# [YOUR GOAL]
How many lines in the entries below contain the string "wall", with case taken into account? Reply with the number alone.

(Stored dataset entries)
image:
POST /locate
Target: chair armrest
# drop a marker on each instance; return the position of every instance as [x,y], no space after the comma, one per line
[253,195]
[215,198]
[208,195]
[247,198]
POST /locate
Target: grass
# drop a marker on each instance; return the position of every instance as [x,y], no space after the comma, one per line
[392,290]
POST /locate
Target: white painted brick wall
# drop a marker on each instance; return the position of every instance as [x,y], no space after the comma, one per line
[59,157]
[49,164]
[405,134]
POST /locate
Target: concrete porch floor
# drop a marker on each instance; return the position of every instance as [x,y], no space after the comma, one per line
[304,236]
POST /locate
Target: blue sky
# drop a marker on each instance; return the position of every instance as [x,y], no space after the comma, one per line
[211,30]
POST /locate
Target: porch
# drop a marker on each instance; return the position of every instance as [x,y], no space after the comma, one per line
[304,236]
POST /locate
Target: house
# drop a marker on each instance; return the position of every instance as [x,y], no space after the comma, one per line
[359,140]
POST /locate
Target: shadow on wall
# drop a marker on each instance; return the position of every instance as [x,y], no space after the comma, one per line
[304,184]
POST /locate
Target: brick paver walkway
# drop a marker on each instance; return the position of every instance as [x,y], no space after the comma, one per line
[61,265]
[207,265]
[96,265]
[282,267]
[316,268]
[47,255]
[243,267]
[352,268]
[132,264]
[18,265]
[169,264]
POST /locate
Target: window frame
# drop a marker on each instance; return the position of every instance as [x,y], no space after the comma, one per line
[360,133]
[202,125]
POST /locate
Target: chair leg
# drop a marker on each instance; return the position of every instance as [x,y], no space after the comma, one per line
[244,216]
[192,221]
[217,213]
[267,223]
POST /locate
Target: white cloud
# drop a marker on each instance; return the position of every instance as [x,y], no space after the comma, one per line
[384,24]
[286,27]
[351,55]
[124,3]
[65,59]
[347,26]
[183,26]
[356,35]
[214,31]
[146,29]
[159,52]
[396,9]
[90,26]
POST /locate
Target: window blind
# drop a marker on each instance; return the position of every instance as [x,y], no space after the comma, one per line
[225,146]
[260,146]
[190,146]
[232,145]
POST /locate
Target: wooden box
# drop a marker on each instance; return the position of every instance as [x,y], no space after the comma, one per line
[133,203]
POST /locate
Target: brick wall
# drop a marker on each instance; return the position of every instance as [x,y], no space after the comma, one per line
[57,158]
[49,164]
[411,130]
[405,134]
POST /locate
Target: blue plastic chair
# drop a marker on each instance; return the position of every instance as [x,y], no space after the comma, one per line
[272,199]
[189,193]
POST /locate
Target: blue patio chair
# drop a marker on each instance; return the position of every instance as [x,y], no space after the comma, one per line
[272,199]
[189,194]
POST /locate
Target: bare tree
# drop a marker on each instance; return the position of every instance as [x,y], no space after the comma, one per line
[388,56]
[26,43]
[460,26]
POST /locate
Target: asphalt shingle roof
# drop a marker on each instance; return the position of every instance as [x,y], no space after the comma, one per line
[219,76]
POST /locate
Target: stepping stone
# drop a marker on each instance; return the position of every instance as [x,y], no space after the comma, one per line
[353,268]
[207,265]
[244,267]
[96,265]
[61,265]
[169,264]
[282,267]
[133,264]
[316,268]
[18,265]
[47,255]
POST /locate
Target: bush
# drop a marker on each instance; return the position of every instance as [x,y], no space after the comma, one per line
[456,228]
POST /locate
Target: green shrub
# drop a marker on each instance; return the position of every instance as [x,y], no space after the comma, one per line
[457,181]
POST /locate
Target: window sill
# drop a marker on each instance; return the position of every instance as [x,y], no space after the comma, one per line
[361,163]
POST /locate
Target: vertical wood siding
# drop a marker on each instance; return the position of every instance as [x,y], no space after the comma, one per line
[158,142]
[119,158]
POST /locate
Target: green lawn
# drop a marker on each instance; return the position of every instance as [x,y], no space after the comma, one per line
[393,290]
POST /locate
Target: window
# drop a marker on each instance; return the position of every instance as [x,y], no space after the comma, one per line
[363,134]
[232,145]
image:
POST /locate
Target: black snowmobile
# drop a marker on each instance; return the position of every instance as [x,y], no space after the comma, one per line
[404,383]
==
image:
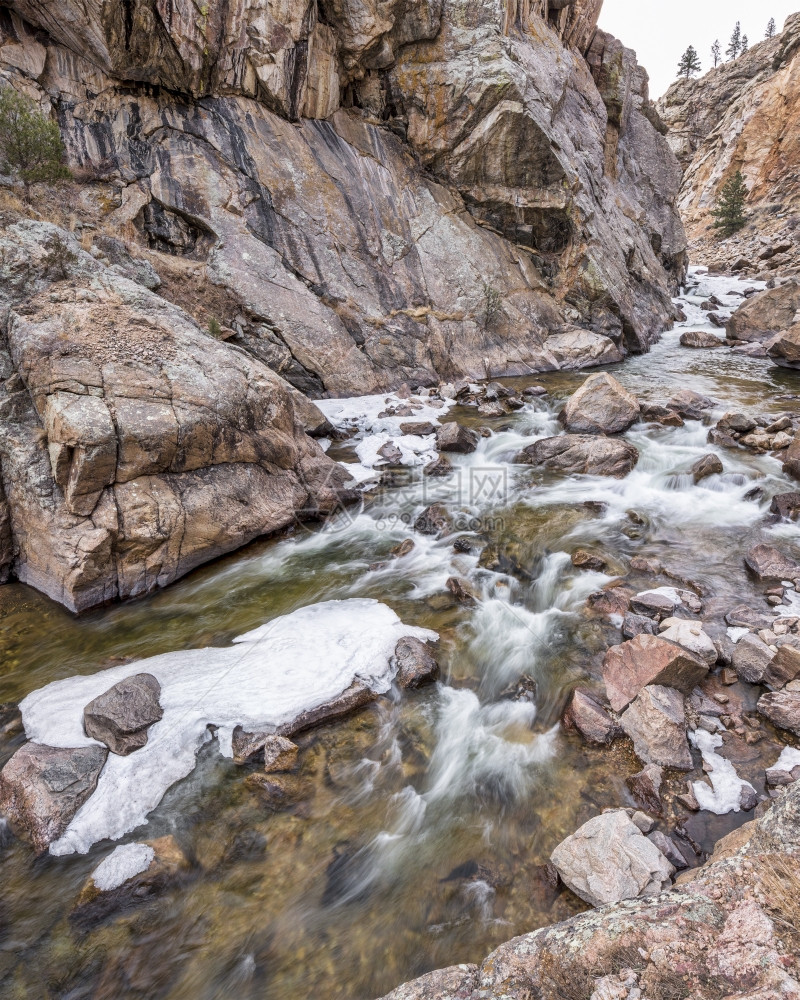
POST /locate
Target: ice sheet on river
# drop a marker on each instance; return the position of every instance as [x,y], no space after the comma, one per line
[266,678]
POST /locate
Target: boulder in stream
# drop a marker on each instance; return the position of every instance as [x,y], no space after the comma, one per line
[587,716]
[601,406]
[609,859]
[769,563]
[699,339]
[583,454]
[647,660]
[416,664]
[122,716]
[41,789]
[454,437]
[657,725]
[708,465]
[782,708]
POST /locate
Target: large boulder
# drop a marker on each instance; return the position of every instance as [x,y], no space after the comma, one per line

# [FINISHED ANSWER]
3